The University of California, Los Angeles (UCLA) Center for Near Eastern Studies hosted a roundtable discussion last month titled, "After a Decade of the 'War on Terror': The Middle East, Human Rights and American Muslims." Sponsored by the UCLA School of Law Critical Race Studies Program, the event featured UCLA law professor Asli Bali, University of California, Santa Barbara sociology professor Lisa Hajjar, and American Civil Liberties Union (ACLU) Southern California attorney Ahilan Arulanantham. The audience of approximately twenty people was comprised mostly of law and graduate students, along with a few members of the community.
According to the introduction, the speakers were to "examine this decade on the war on terror in the broader context of the international community," but the two-hour event quickly descended into a forum for America-bashing. All three speakers called the existence of Islamic terrorism into question and, what's worse, behaved as if the attacks of September 11, 2001 never occurred.
Bali of UCLA Law began by framing the discussion around how "the war on terror has affected the international law community and American Muslims." She argued that the "war on terror has created a political entrepreneurial class that has benefited from the war" and called the Patriot Act a "violation of the Fourth Amendment" that has played out "quite viciously on the global stage." The U.S., Bali maintained, has been allotted extraordinary executive license and now has the "power to detain anyone, even U.S. citizens."

EXCERPTED DATA
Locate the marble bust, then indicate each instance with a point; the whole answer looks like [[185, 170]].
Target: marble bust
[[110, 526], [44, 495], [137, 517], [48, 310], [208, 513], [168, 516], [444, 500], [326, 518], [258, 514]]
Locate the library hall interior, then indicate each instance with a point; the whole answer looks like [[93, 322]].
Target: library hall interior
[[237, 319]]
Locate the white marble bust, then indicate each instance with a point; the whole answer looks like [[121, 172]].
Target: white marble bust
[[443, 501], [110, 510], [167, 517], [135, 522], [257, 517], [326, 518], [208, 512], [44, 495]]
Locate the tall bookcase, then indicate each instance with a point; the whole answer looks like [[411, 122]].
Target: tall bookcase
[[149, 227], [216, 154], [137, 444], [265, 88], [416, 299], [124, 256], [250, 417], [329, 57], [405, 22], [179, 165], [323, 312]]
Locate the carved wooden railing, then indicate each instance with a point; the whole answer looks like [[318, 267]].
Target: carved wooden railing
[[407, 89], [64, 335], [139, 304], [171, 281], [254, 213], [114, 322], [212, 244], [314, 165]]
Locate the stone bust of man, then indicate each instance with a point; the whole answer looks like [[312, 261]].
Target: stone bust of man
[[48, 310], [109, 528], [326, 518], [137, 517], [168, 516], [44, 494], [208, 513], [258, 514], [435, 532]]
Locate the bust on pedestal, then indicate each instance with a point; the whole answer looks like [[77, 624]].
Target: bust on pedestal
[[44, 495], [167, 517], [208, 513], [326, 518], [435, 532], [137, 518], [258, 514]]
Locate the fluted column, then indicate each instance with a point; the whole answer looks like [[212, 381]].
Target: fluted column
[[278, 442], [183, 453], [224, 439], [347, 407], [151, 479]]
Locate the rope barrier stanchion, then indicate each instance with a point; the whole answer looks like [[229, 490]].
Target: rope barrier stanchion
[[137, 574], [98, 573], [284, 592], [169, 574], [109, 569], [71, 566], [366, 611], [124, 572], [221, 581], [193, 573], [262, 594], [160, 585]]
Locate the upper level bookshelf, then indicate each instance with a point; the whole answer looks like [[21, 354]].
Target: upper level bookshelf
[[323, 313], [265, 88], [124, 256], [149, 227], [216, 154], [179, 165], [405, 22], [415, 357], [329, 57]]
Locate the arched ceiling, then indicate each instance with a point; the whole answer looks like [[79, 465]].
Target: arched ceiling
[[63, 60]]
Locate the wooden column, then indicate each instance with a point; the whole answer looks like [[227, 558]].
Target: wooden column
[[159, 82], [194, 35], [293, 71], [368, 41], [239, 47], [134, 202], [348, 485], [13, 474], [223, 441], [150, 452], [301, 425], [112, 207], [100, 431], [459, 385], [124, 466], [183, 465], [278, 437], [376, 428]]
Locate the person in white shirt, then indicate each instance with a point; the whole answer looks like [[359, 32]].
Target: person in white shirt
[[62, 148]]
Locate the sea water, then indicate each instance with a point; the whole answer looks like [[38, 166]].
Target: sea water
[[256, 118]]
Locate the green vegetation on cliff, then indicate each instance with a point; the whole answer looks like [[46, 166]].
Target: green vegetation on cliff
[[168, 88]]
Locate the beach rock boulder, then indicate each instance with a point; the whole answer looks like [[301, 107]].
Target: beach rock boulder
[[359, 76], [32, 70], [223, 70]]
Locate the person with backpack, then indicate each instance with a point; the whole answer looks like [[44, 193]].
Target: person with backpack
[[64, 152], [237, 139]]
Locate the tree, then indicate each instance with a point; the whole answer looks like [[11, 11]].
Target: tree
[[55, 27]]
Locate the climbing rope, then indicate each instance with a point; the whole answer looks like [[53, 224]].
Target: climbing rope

HOW TO COMPLETE THIS TASK
List every speaker the report on the UCLA roundtable names as featured at the event, with each one's position as given there.

EXERCISE SOLUTION
- Asli Bali, UCLA law professor
- Lisa Hajjar, University of California, Santa Barbara sociology professor
- Ahilan Arulanantham, American Civil Liberties Union (ACLU) Southern California attorney